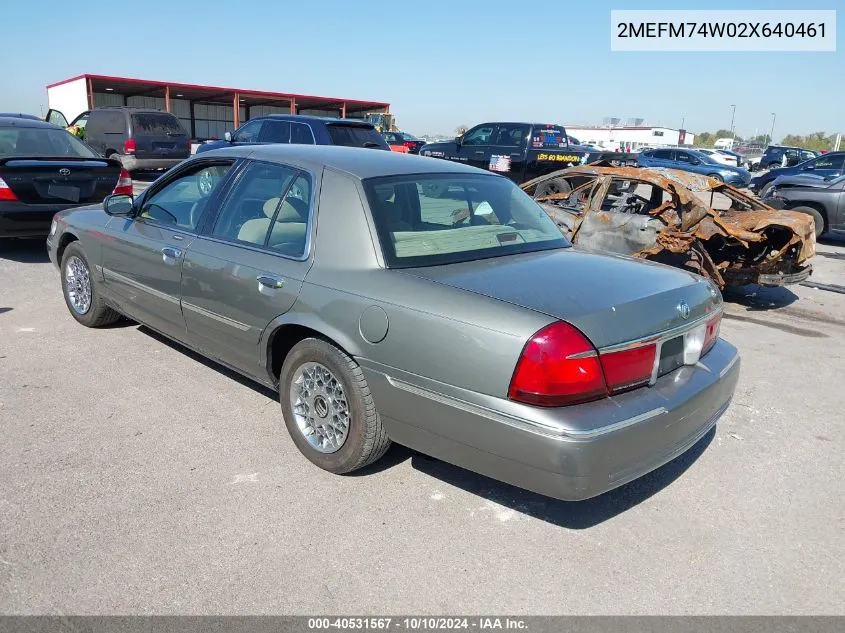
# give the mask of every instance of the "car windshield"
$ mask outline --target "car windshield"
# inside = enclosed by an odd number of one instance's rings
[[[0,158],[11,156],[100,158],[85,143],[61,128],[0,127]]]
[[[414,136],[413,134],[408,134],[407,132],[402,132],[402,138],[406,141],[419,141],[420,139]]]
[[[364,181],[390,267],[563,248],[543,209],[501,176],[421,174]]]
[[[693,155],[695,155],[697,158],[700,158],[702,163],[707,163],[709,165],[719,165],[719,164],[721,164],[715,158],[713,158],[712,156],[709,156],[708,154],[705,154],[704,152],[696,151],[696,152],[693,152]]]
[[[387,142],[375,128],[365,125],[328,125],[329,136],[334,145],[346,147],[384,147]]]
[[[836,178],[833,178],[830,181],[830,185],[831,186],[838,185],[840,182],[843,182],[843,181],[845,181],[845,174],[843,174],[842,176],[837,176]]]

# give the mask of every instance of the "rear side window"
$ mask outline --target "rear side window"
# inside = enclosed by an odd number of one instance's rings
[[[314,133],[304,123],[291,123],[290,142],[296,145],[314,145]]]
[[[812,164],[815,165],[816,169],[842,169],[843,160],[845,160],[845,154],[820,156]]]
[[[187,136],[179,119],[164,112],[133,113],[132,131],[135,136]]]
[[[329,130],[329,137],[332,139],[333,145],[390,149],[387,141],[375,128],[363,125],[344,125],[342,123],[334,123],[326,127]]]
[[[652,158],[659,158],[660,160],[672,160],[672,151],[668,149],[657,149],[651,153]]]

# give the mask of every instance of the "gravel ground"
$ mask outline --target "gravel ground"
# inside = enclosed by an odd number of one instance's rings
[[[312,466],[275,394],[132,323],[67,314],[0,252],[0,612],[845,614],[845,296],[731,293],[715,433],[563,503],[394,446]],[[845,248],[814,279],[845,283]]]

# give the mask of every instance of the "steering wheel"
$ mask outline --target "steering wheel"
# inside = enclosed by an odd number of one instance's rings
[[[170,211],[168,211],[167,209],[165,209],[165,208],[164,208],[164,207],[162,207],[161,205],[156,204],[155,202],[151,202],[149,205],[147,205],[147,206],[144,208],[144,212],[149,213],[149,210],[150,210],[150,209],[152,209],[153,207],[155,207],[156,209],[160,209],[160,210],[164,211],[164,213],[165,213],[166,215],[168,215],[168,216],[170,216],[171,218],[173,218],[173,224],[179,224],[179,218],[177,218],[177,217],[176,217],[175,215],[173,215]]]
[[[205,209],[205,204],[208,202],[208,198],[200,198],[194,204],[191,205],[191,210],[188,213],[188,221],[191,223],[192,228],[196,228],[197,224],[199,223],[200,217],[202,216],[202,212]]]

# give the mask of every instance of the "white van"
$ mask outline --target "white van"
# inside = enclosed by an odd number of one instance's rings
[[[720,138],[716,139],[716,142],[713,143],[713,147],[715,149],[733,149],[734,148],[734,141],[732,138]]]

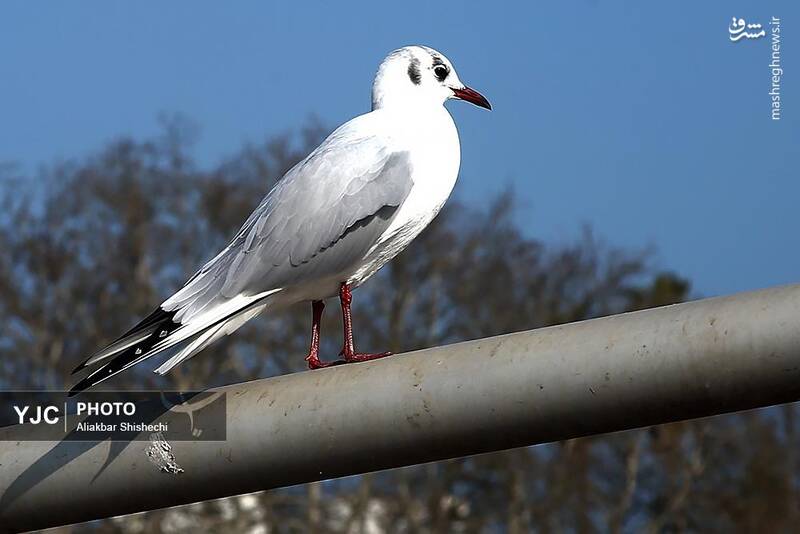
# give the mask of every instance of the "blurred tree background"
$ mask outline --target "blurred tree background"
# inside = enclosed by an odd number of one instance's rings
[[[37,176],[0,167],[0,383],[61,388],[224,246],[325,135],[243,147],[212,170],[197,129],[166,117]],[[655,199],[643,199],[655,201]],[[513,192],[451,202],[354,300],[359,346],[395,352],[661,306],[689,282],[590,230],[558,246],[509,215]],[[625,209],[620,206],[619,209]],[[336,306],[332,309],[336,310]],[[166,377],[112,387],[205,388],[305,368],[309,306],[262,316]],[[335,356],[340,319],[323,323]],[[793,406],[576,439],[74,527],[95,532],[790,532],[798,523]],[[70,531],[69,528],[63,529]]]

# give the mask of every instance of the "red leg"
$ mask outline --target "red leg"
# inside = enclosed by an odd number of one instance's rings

Task requirements.
Print all records word for word, no images.

Solution to the exercise.
# give the mask of every instance of the "car windshield"
$ mask outline --target "car windshield"
# inside = enclosed by an odd number of one instance's rings
[[[0,158],[11,156],[100,158],[85,143],[61,128],[0,127]]]
[[[414,136],[413,134],[408,134],[407,132],[402,132],[402,138],[406,141],[419,141],[420,139]]]
[[[364,181],[390,267],[563,248],[543,209],[501,176],[421,174]]]
[[[693,155],[695,155],[697,158],[700,158],[702,163],[707,163],[709,165],[719,165],[719,164],[721,164],[715,158],[713,158],[712,156],[709,156],[708,154],[705,154],[704,152],[696,151],[696,152],[693,152]]]
[[[387,142],[375,128],[365,125],[328,125],[329,136],[334,145],[346,147],[384,147]]]
[[[836,178],[833,178],[830,181],[830,185],[831,186],[838,185],[840,182],[843,182],[843,181],[845,181],[845,174],[843,174],[842,176],[837,176]]]

# give the mask of every instance of the "rear side window"
$ mask outline --target "rear side window"
# inside = enclosed by an odd number of one instance's rings
[[[314,133],[304,123],[291,123],[290,142],[296,145],[314,145]]]
[[[812,164],[815,165],[816,169],[842,169],[843,160],[845,160],[845,154],[820,156]]]
[[[187,136],[179,119],[164,112],[133,113],[132,131],[135,136]]]
[[[329,130],[329,137],[332,139],[333,145],[390,149],[387,141],[375,128],[363,125],[344,125],[342,123],[334,123],[326,127]]]
[[[652,158],[659,158],[660,160],[672,160],[672,151],[668,149],[657,149],[651,153]]]

# give the mask of every instance of the "gravel ground"
$ mask outline --target "gravel ground"
# inside = enclosed by an odd number of one instance's rings
[[[312,466],[275,394],[132,323],[67,314],[0,252],[0,612],[845,614],[845,296],[731,293],[715,433],[563,503],[394,446]],[[845,248],[814,279],[845,283]]]

# give the mask of every instance of the "steering wheel"
$ mask outline --target "steering wheel"
# inside = enclosed by an odd number of one instance's rings
[[[170,211],[168,211],[167,209],[165,209],[165,208],[164,208],[164,207],[162,207],[161,205],[156,204],[155,202],[151,202],[149,205],[147,205],[147,206],[144,208],[144,212],[149,213],[149,210],[150,210],[150,209],[152,209],[153,207],[155,207],[156,209],[160,209],[160,210],[164,211],[164,213],[165,213],[166,215],[168,215],[168,216],[170,216],[171,218],[173,218],[173,224],[179,224],[179,218],[177,218],[177,217],[176,217],[175,215],[173,215]]]
[[[205,209],[205,204],[208,202],[208,198],[200,198],[194,204],[191,205],[191,210],[188,213],[188,221],[191,223],[192,228],[196,228],[197,224],[199,223],[200,217],[202,216],[202,212]]]

# give the mask of every instance of the "white van"
$ mask outline --target "white van"
# inside = enclosed by an odd number of one instance's rings
[[[720,138],[716,139],[716,142],[713,143],[713,147],[715,149],[733,149],[734,148],[734,141],[732,138]]]

# give the mask of every instance of the "blurred tree background"
$ mask outline --target "blurred tree background"
# inside = enclosed by an odd number of one instance's rings
[[[37,176],[0,167],[0,383],[61,388],[224,246],[325,135],[243,147],[212,170],[197,129],[166,117]],[[655,199],[643,199],[655,201]],[[513,192],[451,202],[354,300],[359,346],[395,352],[661,306],[689,282],[590,230],[558,246],[509,215]],[[625,209],[620,206],[619,209]],[[336,306],[332,309],[336,310]],[[166,377],[112,387],[205,388],[305,368],[309,306],[262,316]],[[335,356],[340,319],[323,323]],[[793,406],[576,439],[74,527],[95,532],[790,532],[798,523]],[[70,531],[69,528],[63,529]]]

# give the mask of every instance of the "red leg"
$ mask outline --target "red leg"
# inside = enclosed by an odd number of one instance's rings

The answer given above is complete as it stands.